• _Material for this exercise_
###

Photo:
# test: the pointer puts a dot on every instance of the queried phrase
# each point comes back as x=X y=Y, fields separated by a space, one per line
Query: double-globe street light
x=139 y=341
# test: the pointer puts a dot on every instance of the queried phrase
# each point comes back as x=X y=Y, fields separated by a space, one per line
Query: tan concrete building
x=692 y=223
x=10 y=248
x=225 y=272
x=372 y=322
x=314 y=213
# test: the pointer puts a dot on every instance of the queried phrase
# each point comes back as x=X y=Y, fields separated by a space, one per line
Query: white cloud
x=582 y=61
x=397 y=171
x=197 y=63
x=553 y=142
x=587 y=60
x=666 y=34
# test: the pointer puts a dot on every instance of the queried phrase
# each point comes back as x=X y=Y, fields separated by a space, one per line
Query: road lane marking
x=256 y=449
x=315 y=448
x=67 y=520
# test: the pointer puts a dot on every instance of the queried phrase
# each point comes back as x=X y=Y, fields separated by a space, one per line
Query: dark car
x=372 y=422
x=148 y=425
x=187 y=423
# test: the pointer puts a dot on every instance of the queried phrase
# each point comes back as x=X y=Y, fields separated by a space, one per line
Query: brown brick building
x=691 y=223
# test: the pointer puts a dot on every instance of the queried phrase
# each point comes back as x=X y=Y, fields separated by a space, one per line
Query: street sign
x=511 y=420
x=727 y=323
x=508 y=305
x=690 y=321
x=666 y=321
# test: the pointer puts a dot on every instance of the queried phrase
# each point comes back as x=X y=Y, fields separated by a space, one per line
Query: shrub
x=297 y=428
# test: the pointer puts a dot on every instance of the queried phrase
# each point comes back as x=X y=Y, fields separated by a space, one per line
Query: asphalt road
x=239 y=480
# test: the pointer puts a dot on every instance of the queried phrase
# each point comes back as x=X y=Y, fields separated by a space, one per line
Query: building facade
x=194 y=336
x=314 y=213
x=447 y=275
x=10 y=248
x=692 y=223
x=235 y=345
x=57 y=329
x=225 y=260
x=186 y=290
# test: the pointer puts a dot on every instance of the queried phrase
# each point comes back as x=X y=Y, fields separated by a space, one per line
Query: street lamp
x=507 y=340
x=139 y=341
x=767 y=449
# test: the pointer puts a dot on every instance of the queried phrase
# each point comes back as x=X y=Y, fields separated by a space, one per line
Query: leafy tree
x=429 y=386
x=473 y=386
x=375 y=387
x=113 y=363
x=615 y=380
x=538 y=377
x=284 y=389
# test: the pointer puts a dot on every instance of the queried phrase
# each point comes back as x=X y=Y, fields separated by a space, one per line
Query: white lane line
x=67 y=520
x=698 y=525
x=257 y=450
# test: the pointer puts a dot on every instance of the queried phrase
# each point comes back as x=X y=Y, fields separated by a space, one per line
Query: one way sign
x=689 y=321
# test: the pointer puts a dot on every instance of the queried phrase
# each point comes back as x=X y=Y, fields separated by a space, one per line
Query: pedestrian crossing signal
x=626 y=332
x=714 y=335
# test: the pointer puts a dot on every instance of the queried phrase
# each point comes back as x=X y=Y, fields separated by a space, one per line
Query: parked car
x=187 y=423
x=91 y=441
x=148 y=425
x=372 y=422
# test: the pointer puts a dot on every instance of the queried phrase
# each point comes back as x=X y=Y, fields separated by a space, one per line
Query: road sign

###

• _Written task_
Output all of the data above without any alteration.

• _Result of the exercise_
Photo:
# test: the pointer puts a dot on every instance of the queried phrase
# each point comes back as x=X y=Y, fields separated by a space, one per line
Query: double-globe street light
x=139 y=341
# test: the pointer puts a dot on every instance of the queried phrase
# each point comes back as x=X y=Y, fields separated by a space, one per line
Query: tan concrete building
x=692 y=223
x=10 y=248
x=225 y=272
x=372 y=322
x=314 y=213
# test: the pointer puts a dot on every instance of the queried phrase
# each point comes back as x=X y=Y, fields separated by a space, one per line
Query: white cloud
x=582 y=61
x=397 y=171
x=197 y=63
x=553 y=142
x=587 y=60
x=666 y=34
# test: the pointer puts a dot on every instance of the queried phrase
# each point comes back as x=X y=Y, fields separated by a space, one per line
Query: road lane marking
x=256 y=449
x=315 y=448
x=67 y=520
# test: the pointer puts a dot on every instance of the queried phrase
# each point comes back as x=X y=Y, fields separated by a space, one per line
Query: dark car
x=372 y=422
x=148 y=425
x=187 y=423
# test: the pointer puts a dot on every instance of the queried phrase
# each point comes back as x=X y=Y, fields separated by a space, one per line
Query: brown brick building
x=691 y=223
# test: the pointer puts a dot on every instance of the queried phrase
# each point comes back as x=X y=Y, fields separated by a space, one per line
Query: street sign
x=511 y=420
x=727 y=323
x=508 y=305
x=690 y=321
x=666 y=321
# test: the pointer puts a dot on every instance of the queried phrase
# each point comes back as x=X y=Y, fields separated by a space, one per line
Query: shrub
x=297 y=428
# test: the pointer puts a dot on every instance of the queried phrase
# each point comes back as x=X y=Y, fields separated by a space, one per line
Query: asphalt road
x=239 y=480
# test: the pointer puts a dot on every instance of the queried phrase
# each point comes back as x=X y=Y, fields separated by a space, one per line
Query: building facade
x=194 y=336
x=314 y=213
x=447 y=275
x=10 y=248
x=692 y=223
x=235 y=345
x=57 y=329
x=225 y=260
x=186 y=290
# test: the pointer puts a dot on every instance of the queried phrase
# each point comes back as x=X y=Y, fields separated by a space, one per line
Query: street lamp
x=507 y=340
x=139 y=341
x=767 y=449
# test: the pointer puts a dot on every instance of the queried phrase
# each point comes back as x=X y=Y, fields separated by a space, one per line
Query: leafy tree
x=429 y=386
x=473 y=386
x=375 y=387
x=113 y=363
x=615 y=380
x=538 y=377
x=284 y=389
# test: the pointer puts a dot on every instance of the queried phrase
# each point comes back as x=X y=Y, fields separated by a space, one per line
Query: white lane line
x=67 y=520
x=698 y=525
x=257 y=450
# test: the pointer puts a dot on every instance of the queried phrase
# each point comes back as x=X y=Y, fields separated by a space, one per line
Query: one way sign
x=689 y=321
# test: the pointer puts a dot on every instance of the queried phrase
# each point comes back as x=X y=Y, fields separated by a space, one per line
Query: pedestrian crossing signal
x=626 y=332
x=714 y=335
# test: the pointer puts a dot on every instance of the queried phrase
# each point comes back as x=X y=Y, fields separated by a space, one per line
Query: parked car
x=187 y=423
x=91 y=441
x=148 y=425
x=372 y=422
# test: the pointer puts a dot on every instance of the queried phrase
# each point comes back as x=X y=Y, fields separated by a space, one per line
Query: road sign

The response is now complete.